» **INSTRUCTIONS FOR THE TASK**
Give back each entry unchanged, minus pictures.

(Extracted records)

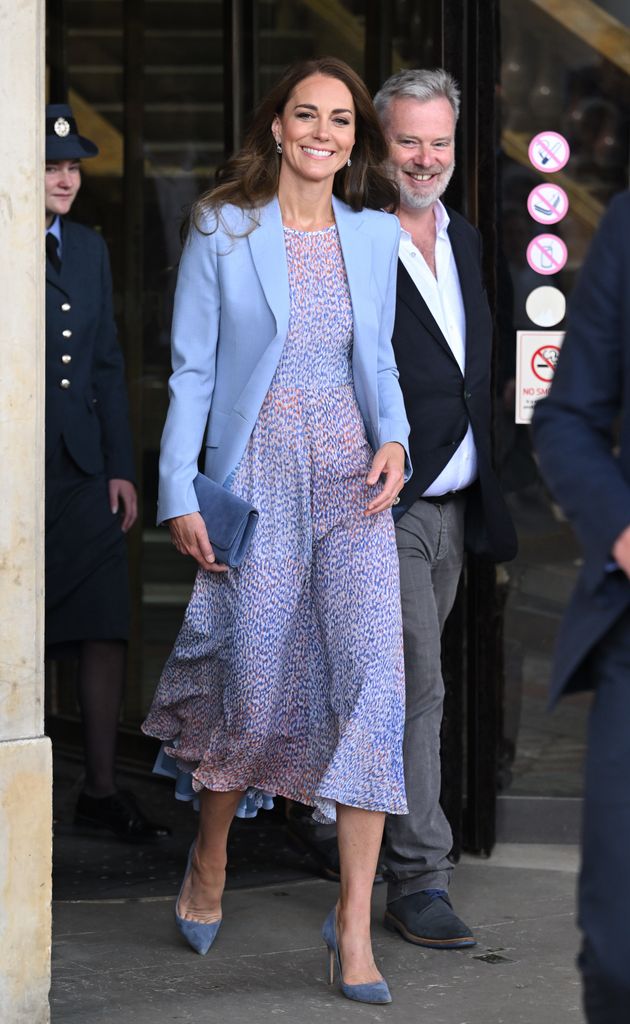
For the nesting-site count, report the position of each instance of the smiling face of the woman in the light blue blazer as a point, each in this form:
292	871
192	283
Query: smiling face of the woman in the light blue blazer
316	130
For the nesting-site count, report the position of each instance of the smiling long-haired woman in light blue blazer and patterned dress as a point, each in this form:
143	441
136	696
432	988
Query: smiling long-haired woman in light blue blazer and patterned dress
287	675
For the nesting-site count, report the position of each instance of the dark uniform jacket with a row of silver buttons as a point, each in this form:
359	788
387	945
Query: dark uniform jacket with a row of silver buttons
87	397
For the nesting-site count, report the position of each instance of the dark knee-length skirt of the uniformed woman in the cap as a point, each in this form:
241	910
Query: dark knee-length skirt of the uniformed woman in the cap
88	586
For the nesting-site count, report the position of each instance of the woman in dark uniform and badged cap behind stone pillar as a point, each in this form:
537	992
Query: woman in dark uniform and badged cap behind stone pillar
91	495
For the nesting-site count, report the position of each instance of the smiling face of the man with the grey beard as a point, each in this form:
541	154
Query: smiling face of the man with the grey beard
422	138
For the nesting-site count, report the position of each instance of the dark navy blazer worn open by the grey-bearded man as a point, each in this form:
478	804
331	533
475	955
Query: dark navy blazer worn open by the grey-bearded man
442	402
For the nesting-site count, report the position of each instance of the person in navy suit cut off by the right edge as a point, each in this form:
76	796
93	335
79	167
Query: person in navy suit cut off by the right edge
582	435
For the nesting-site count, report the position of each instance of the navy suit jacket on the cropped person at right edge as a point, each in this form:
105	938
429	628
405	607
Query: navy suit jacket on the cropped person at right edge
582	435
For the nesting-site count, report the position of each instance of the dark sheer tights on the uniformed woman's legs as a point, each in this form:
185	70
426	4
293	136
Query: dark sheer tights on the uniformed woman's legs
101	686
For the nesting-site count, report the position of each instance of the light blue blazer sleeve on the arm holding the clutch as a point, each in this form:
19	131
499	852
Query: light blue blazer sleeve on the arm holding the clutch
194	345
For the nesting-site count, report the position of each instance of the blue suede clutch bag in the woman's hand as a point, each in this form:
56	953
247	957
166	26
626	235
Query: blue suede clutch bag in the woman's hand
231	522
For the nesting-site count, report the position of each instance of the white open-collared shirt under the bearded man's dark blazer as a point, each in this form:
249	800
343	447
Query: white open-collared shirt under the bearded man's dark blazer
443	295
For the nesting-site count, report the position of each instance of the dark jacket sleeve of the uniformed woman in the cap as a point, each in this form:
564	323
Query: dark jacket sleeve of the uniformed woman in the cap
110	385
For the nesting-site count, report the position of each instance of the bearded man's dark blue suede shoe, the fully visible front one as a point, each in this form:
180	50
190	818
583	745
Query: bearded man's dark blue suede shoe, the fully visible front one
429	920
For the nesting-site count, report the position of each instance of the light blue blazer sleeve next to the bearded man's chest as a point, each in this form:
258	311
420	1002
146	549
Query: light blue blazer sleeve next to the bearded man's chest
394	425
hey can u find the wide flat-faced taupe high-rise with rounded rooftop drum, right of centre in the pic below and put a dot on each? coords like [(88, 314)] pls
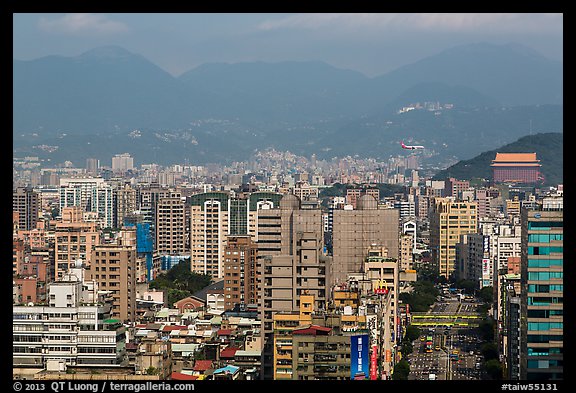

» **SOLUTION TO THIS EXERCISE**
For the nesting-site count, report the position of each instance of the smiling face of the woman in the light blue blazer as a point, each in this form:
292	871
192	283
Query: smiling face of the woman in the light blue blazer
316	130
For the nesting-site count, report the position of each instance of the smiling long-haired woman in light blue blazer and patterned dress as a point, each in this form:
143	441
136	696
432	988
Query: smiling long-haired woman in light blue blazer and patterned dress
287	675
For the nesting-site count, report the position of each instance of the dark uniform jacket with a row of silver buttons as a point, each in this form:
359	788
387	945
Query: dark uniform jacket with a row of silver buttons
87	397
For the nesting-site count, report the position of each instance of the dark knee-length skirt of the uniformed woman in the cap as a point, each in this form:
241	910
Query: dark knee-length skirt of the uniformed woman in the cap
88	586
For the nesting-site count, report the position of each instance of the woman in dark uniform and badged cap behind stone pillar as a point, each in this form:
537	992
Query: woman in dark uniform and badged cap behind stone pillar
91	495
For the nesting-site count, report the position of each instance of the smiling face of the man with the grey beard as a point, each in this form:
541	154
Query: smiling face of the man with the grey beard
422	138
For the nesting-site count, report the position of each instance of the dark navy blazer worn open by the grey-bearded man as a point, each in this form:
478	804
331	533
475	955
Query: dark navy blazer worn open by the grey-bearded man
442	402
For the nesting-site count, report the position of each instance of the person in navy suit cut off by the right edge as a point, each in this form:
76	796
93	335
79	167
Query: person in navy suit cut off by the right edge
582	435
For the nesting-site count, report the position of each instance of the navy suit jacket on the cropped person at right edge as a point, each in this form:
105	938
429	628
405	607
Query: navy suit jacket on the cropped person at right edge
582	435
For the nesting-site count, report the position of each instance of the dark sheer tights on the uniformed woman's legs as a point, each in this form:
185	70
426	4
293	136
Query: dark sheer tights on the uniformed woman's legs
101	686
For the nesting-site count, report the position of each instance of the light blue blazer sleeve on the arm holding the clutch as a point, each in this form:
19	131
499	852
Query: light blue blazer sleeve on the arm holding the clutch
194	345
For the nesting-site count, report the position of each instance of the blue suede clutch bag in the woman's hand as a point, each in this form:
56	953
247	957
166	26
626	235
Query: blue suede clutch bag in the woman's hand
231	522
For the nesting-site count, report the position of each instance of the white open-collared shirt under the bearded man's dark blazer as a point, each in this form:
249	800
343	447
Query: white open-collared shirt under the bearded man's dark blazer
443	295
For the nesting-site count, report the position of each instance of the dark jacket sleeve of the uniformed woman in the cap as a point, each in this form:
564	323
Query: dark jacket sleeve of the uniformed woman in the cap
110	385
For the nesting-site count, report the position of each instance of the bearded man's dark blue suede shoe, the fully visible front one as a point, each in this form:
180	50
190	818
583	745
Query: bearded man's dark blue suede shoe, the fully visible front one
429	920
For the nesting-site count, report the position of each instance of the light blue blazer sleeve next to the bearded man's chest as a point, each in this form:
258	311
420	1002
146	549
Query: light blue blazer sleeve next to the bearded man's chest
394	425
hey can u find the wide flat-faced taupe high-rise with rounded rooftop drum, right of centre in the pic below and put a dot on each? coords like [(88, 314)] pls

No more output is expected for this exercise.